- What you should do
Every record needs to be repeated exactly; its pictures do not.

Stored data entries:
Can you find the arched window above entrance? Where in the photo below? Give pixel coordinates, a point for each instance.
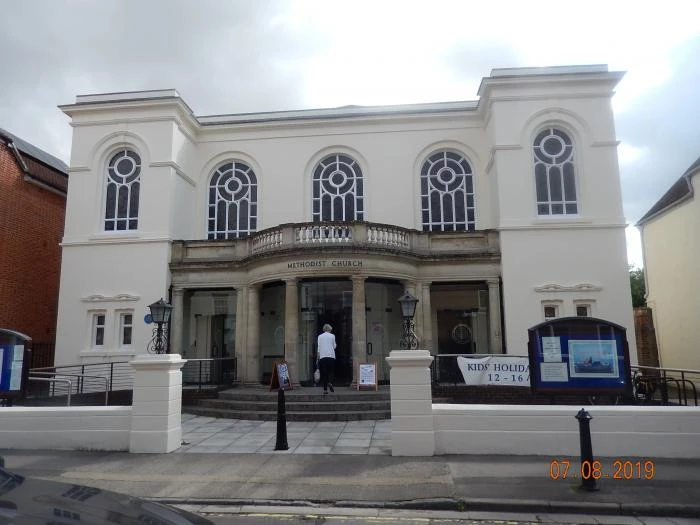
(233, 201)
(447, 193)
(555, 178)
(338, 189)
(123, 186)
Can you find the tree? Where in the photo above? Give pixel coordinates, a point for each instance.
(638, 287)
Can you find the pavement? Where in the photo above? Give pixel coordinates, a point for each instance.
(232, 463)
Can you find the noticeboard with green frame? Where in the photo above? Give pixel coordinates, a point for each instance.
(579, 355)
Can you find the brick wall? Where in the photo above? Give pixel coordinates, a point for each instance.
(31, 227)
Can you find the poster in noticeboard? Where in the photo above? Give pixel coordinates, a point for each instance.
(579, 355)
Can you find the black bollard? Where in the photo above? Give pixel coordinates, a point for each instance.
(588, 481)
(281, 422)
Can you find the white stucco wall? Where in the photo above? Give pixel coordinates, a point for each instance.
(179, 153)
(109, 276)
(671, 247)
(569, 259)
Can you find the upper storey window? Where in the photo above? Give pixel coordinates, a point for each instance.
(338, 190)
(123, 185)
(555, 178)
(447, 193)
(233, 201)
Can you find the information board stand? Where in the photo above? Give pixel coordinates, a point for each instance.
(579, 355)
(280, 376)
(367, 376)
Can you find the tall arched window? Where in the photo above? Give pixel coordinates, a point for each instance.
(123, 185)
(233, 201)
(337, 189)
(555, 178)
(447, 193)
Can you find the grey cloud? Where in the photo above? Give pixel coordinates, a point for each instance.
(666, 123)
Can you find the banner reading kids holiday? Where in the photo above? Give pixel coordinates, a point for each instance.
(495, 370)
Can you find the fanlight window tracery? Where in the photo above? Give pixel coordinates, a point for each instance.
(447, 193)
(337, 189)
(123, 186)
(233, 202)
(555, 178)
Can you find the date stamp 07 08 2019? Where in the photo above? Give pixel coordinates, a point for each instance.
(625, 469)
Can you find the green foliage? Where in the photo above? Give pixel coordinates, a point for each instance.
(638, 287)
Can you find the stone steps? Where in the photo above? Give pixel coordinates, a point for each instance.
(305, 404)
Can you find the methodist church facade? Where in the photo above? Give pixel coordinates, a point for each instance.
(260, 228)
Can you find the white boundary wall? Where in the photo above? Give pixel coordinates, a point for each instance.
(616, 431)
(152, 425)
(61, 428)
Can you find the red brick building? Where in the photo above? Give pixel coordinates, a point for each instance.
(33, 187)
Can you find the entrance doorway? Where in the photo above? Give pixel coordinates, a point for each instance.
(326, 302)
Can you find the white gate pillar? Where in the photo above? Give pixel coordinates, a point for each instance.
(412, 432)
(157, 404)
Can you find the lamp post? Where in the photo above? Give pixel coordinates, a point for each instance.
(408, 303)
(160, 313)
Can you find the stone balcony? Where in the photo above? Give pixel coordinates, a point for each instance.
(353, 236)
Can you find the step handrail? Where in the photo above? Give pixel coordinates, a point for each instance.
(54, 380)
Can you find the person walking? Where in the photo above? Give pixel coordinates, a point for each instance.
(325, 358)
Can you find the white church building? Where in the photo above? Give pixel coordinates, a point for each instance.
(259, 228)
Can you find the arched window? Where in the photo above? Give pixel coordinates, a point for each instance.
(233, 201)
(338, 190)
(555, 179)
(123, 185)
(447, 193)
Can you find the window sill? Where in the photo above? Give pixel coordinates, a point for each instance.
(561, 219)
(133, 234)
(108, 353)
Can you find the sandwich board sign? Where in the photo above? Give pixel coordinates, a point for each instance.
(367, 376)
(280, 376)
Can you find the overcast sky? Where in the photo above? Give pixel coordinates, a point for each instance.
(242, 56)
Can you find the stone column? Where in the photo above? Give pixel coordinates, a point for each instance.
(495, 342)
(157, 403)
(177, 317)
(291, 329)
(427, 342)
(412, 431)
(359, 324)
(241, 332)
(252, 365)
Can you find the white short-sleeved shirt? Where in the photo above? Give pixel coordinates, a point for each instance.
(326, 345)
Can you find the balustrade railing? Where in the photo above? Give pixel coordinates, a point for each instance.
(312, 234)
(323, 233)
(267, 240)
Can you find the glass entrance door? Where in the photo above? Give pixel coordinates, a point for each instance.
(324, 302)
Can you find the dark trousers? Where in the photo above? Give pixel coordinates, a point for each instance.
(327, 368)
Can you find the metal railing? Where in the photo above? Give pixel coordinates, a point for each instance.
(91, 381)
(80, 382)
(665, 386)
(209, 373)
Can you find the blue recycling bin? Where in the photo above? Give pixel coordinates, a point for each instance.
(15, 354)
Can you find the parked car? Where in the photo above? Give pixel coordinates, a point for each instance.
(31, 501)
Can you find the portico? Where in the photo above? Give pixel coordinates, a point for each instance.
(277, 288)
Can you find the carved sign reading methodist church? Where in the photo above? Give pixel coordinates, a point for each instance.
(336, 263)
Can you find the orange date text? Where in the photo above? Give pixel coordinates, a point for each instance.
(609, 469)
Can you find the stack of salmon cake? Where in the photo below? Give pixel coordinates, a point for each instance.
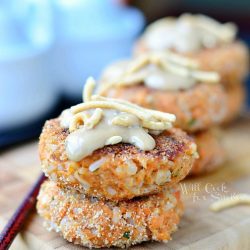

- Your response
Can you find the arched window above entrance? Where in the photo below? Give pixel coordinates, a point for each instance.
(233, 201)
(447, 193)
(555, 178)
(338, 189)
(123, 186)
Can you find the tree? Where in the photo above? Give pixel coordinates, a point for each instance.
(638, 287)
Can you find the pavement? Where in the photo above? Give pixel coordinates, a point for each instance.
(232, 463)
Can you find the noticeboard with green frame? Where in the photo above? Give pixel coordinates, a point for each instance.
(579, 355)
Can you find the brick wall? Where in the photo above? Give pixel coordinates, a point for each instance.
(31, 227)
Can you find the poster in noticeboard? Where in the photo above? Give pixel coordinates, a point for each instance.
(579, 355)
Can you find the black bollard? Where in the photo above? Give pixel coordinates, a point for each instance.
(588, 481)
(281, 422)
Can you find the white stucco wall? Where in the photo above? Give pixel coordinates, a point for each instance.
(179, 153)
(109, 276)
(671, 247)
(569, 259)
Can you find the upper storey window? Where in the photo above? Give pixel coordinates, a point for each instance.
(338, 190)
(123, 185)
(555, 178)
(447, 193)
(233, 201)
Can you find the information board stand? Where in the photo above? Give pixel coordinates, a point for each instance.
(579, 355)
(280, 376)
(367, 376)
Can you find the tall arched window? Where in the photo above? Give pixel coordinates, a point for each instance.
(123, 185)
(233, 201)
(337, 189)
(555, 178)
(447, 193)
Can you find the grey cloud? Where in the photo above? Give pixel coordinates, a point for each instance.
(666, 123)
Can you find the banner reading kids holiday? Where in the photo above? Give pixel coordinates, a point for each instance.
(495, 370)
Can you find the fanlight window tracery? Where in the photo above? Give pixel coordinates, a point for each instance.
(447, 193)
(337, 189)
(123, 186)
(233, 202)
(555, 178)
Can you find the date stamp 07 08 2019? Where in the photo above? Give pixel coordinates, a point for each instance.
(625, 469)
Can you find the green foliage? Where in the photo above? Give pixel coordinates, a point for each instance.
(638, 287)
Can you find the stone steps? Where in the photo above? Give pixel coordinates, a point for each instance.
(305, 404)
Can you find the methodist church facade? Where in the photo above? Give pixel coordinates, a point for each instance.
(260, 228)
Can you find the white boundary wall? Where in the photo above? Give pixel coordinates, a point for each instance.
(616, 431)
(152, 425)
(61, 428)
Can you find the red brick building? Where in the photo above? Give pixel coordinates, a point for each instance.
(33, 187)
Can you find the entrance doorway? Where in the photo above? Give pixel coordinates, a point for each instance.
(326, 302)
Can you find the white gate pillar? Where in the photo above? Give pixel coordinates, a point for each instance.
(412, 432)
(157, 404)
Can you find the lamp post? Where in the photo above? Give pixel coordinates, a point for each instance.
(408, 303)
(160, 313)
Can you find the stone balcony? Where in the photo above? Give pixel coordinates, a point for each instance.
(353, 236)
Can you find the step handrail? Where in the photo above? Give pixel coordinates, a point for each instance.
(54, 380)
Can you find the person walking? Where in the photo above? Give pixel coordinates, a point for each instance.
(325, 358)
Can you find the white church building? Where in the photo above? Give pixel coordinates, a point for each instance.
(259, 228)
Can you find the arched window? Where in the photo above? Give pixel coordinates, a point for each instance.
(233, 201)
(338, 190)
(555, 179)
(123, 185)
(447, 193)
Can you find the window sill? Where in the photo above? Give pixel coordinates, a point for each instance.
(561, 219)
(133, 234)
(108, 353)
Can you find the sandwich board sign? Where in the photo above? Give pixel coordinates, a point for each instance.
(367, 376)
(280, 376)
Can you find the overcast sky? Where in the photo above? Give pixel coordinates, a point for each instance.
(242, 56)
Can you find the stone column? Where in the photo above? Give pixel coordinates, a point for each instance.
(495, 342)
(157, 403)
(177, 317)
(291, 329)
(427, 342)
(412, 431)
(359, 324)
(241, 332)
(252, 365)
Can you find the white short-sleeved shirt? Where in the photo above? Give pixel coordinates, a point for each instance.
(326, 345)
Can you find the balustrade railing? Where in the photo above? Give pixel coordinates, a point for each instance.
(312, 234)
(323, 233)
(267, 240)
Can you find the glass entrance door? Where in the photo above? Give pixel coordinates, a point for each instance.
(324, 302)
Can you find the dark trousers? Where in the photo above? Give pixel coordinates, a point for each instance.
(327, 368)
Can you find the metal railing? Where in the photo above? Give pixel coordinates, a point for each instance.
(91, 381)
(80, 382)
(665, 386)
(209, 373)
Can you find the blue recycling bin? Where in the photo above? Give pixel coordinates, a point for each instance.
(15, 354)
Can you find the parked car? Where in the photo above? Give pixel coordinates, a point for each instance.
(31, 501)
Can you find the portico? Where in the photo above? Give pixel coordinates, a point for each instance.
(277, 288)
Can you find the carved sign reading methodist church? Where in the photo above? Give pixel coordinates, a point for each instance.
(336, 263)
Can you find the orange date text? Where in the photo above? Give pixel coordinates, a point for each instance.
(609, 469)
Can you find the stack of salmon cake? Where in the photo below? Give pixel coordinates, a point for each instance.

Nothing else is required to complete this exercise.